-- begin Data to process --

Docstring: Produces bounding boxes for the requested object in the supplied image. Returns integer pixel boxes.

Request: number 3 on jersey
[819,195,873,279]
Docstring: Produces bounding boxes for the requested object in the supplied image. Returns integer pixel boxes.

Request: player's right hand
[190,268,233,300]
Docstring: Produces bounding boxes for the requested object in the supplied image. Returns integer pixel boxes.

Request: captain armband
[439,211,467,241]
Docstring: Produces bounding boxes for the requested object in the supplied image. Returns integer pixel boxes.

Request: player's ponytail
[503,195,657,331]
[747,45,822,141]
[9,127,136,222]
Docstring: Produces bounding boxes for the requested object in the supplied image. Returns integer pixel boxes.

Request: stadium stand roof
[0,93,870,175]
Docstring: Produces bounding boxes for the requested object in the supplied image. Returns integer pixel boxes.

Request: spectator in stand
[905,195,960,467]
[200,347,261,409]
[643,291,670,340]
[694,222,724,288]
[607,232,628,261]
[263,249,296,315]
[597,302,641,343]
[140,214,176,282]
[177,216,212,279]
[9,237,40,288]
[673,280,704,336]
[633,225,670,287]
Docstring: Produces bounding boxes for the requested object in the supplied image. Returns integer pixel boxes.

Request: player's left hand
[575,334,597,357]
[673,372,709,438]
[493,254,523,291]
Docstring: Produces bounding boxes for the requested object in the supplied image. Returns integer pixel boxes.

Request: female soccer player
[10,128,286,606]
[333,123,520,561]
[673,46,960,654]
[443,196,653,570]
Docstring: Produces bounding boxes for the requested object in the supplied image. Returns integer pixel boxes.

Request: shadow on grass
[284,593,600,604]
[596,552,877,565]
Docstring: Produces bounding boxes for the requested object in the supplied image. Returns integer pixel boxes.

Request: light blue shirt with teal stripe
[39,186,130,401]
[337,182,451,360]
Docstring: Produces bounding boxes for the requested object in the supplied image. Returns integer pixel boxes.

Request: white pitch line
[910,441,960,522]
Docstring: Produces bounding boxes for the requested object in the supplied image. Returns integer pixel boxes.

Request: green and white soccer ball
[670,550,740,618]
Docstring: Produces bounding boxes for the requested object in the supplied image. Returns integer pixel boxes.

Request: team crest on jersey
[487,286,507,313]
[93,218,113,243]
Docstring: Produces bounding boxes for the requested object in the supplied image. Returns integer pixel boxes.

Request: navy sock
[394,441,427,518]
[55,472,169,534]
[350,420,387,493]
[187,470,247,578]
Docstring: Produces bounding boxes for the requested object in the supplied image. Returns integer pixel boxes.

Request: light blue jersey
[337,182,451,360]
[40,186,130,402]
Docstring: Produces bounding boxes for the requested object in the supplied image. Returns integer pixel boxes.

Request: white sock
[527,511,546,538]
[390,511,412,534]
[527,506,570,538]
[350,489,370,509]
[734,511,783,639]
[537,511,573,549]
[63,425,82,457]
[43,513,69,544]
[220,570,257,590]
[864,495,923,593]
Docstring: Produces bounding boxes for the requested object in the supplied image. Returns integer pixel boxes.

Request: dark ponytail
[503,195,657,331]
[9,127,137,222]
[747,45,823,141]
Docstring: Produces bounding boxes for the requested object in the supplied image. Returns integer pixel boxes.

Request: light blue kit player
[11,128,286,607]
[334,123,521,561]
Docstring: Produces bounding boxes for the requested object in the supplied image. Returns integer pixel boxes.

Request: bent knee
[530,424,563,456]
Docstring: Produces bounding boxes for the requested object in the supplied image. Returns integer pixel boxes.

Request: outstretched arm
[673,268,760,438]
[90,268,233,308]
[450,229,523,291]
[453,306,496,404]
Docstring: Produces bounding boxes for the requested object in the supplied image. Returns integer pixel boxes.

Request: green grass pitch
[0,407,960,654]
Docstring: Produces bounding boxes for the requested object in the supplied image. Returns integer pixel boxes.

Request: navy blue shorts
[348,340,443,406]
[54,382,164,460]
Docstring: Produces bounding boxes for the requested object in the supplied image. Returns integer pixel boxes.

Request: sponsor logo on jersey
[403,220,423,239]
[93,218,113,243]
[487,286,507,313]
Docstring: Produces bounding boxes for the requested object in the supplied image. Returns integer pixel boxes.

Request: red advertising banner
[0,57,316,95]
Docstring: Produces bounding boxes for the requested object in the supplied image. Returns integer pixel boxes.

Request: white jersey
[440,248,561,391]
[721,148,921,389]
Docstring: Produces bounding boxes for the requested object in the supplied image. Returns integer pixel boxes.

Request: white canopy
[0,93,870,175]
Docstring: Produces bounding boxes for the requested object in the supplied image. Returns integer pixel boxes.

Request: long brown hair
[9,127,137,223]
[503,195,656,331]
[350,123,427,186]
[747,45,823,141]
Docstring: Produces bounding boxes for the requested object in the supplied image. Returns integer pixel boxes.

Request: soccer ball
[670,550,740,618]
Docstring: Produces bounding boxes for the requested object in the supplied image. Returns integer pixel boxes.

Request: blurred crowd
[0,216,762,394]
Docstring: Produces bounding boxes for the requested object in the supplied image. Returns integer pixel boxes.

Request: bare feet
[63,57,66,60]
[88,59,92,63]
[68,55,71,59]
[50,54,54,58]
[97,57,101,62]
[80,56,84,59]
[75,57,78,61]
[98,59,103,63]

-- end Data to process --

◆ Problem ◆
Reproduce every entry above word for word, with nothing changed, added, or left out.

◆ Reply to the task ◆
Docstring: Produces bounding boxes for the requested object in the supplied image. Returns integer pixel boxes.

Request: number 3 on jersey
[819,195,873,279]
Docstring: Produces bounding boxes for the requested object in the supplied image. Returns integer pixel boxes.

Request: player's right hand
[190,268,233,300]
Docstring: Produces bounding boxes for the requested object in the supplied image. Returns integer pixel boxes.

Request: captain armband
[439,211,467,241]
Docstring: Produces bounding boxes for the requested object in the supplied image. Returns integer pixel boxes.

Request: player's ponytail
[503,195,657,331]
[747,45,822,141]
[9,127,136,222]
Docstring: Produces bounding boxes for the requested object in the supplied image. Returns integer pixel boxes.

Request: stadium stand roof
[0,93,870,175]
Docstring: Produces bounding boxes for the requested object in the supplied image. Returns integer pixel boxes.

Request: spectator in stand
[905,195,960,467]
[200,347,261,409]
[643,291,670,340]
[694,222,724,288]
[607,232,628,261]
[263,249,296,315]
[597,302,641,343]
[140,214,176,282]
[177,216,212,279]
[9,237,40,288]
[673,280,704,336]
[633,225,670,287]
Docstring: Produces bounding boxes for the requested object in the supplied image. Returns integer pixel boxes.

Request: player's left hand
[575,334,597,357]
[673,372,709,438]
[493,254,523,291]
Docstring: Produces bounding boxes for the requested object in the supplied image. Returns integer pixel boxes.

Request: female soccer player
[10,128,286,606]
[333,123,520,561]
[673,46,960,654]
[443,196,653,570]
Docstring: Produces bounding boxes for the requested object in the supplied image. Returns integer pixel boxes.

Request: shadow on grass
[284,593,600,604]
[596,552,877,565]
Docstring: Produces bounding boxes for the requested object in the supplied image. Returns integer pixel boxes.

Request: light blue shirt with teal stripe
[39,186,130,401]
[337,182,451,360]
Docstring: Produces bounding boxes for the requested object in the supplied image. Returns integer pixel boxes.

Request: white pitch line
[910,441,960,522]
Docstring: Produces bounding boxes for the requested object in the supplied image. Returns integer pixel boxes.

Request: green and white soccer ball
[670,550,740,618]
Docstring: Produces bounding boxes for the requested object in the supplied image. Returns integer pixel boxes.

Request: team crest on jersey
[487,286,507,313]
[93,218,113,243]
Docstring: Produces bounding boxes for the requested object in the supplied image. Returns integer pixel boxes.

Request: navy sock
[394,441,427,518]
[55,472,169,534]
[350,420,387,493]
[187,470,247,578]
Docstring: Produces bounding boxes for the requested object in the supplied image. Returns integer pixel boxes.

Request: light blue jersey
[337,182,451,360]
[40,186,130,402]
Docstring: Produces bounding boxes for the requested object in the supplied image. Returns integer pixel boxes.

Request: white sock
[527,511,546,538]
[390,511,412,534]
[527,506,570,538]
[350,489,370,509]
[734,511,783,639]
[537,511,573,549]
[63,425,82,457]
[43,513,69,544]
[220,570,257,590]
[864,495,923,593]
Docstring: Produces bounding boxes for the requested object in the supplied image. Returns integer pixel boxes.

Request: dark ponytail
[503,195,657,331]
[9,127,137,222]
[747,45,823,141]
Docstring: Produces bounding boxes for the requested object in the supplied image. Returns integer pixel boxes.

Request: light blue kit player
[11,128,286,607]
[334,123,521,561]
Docstring: Produces bounding boxes for the requested object in the supplied image. Returns integer pixel boxes.

Request: bent knee
[530,424,563,456]
Docstring: Produces bounding boxes for the requested object in the supplied image. Returns integer pixel boxes.

Request: outstretched arm
[673,268,760,438]
[90,268,233,308]
[450,229,523,291]
[453,306,496,404]
Docstring: Produces bounding boxes for the requested object in the supplied image. Returns integer pixel boxes.

Request: green grass pitch
[0,407,960,654]
Docstring: Produces bounding boxes for the requested object in the supplied image. Returns integer pixel boxes.

Request: navy blue shorts
[348,340,443,406]
[54,382,164,460]
Docstring: Produces bounding boxes for the requested object in the supplied image. Returns integer pixel boxes.

Request: sponsor logo on jersey
[403,220,423,239]
[93,218,113,243]
[487,286,507,313]
Docstring: Produces bounding boxes for the requested object in the supplied image. Returns integer pixel boxes.

Request: red advertising banner
[0,57,316,95]
Docstring: Produces bounding boxes for the requested object in the supplied image. Returns integer pixel boxes.

Request: white jersey
[440,248,561,391]
[721,148,921,389]
Docstring: Produces bounding boxes for the requested object in the supplied image. Returns integer pixel boxes.

Request: white canopy
[0,93,870,175]
Docstring: Produces bounding boxes for the requested object in the supplied image. Returns integer pixel boxes.

Request: long brown hair
[9,127,137,223]
[503,195,656,331]
[350,123,427,186]
[747,45,823,141]
Docstring: Produces bounding boxes for the requested object in the supplied image. Returns integer pixel boxes.

Request: soccer ball
[670,550,740,618]
Docstring: Produces bounding boxes for the requested object in the supplied image. Returns integer pixel boxes.

Request: blurred crowd
[0,216,762,394]
Docstring: Produces bounding boxes for the requested object in the supplied image. Returns integer pixel boxes.

Request: bare feet
[63,57,66,60]
[88,59,92,63]
[68,55,71,59]
[50,54,54,58]
[97,57,101,62]
[80,56,84,59]
[75,57,78,61]
[98,59,103,63]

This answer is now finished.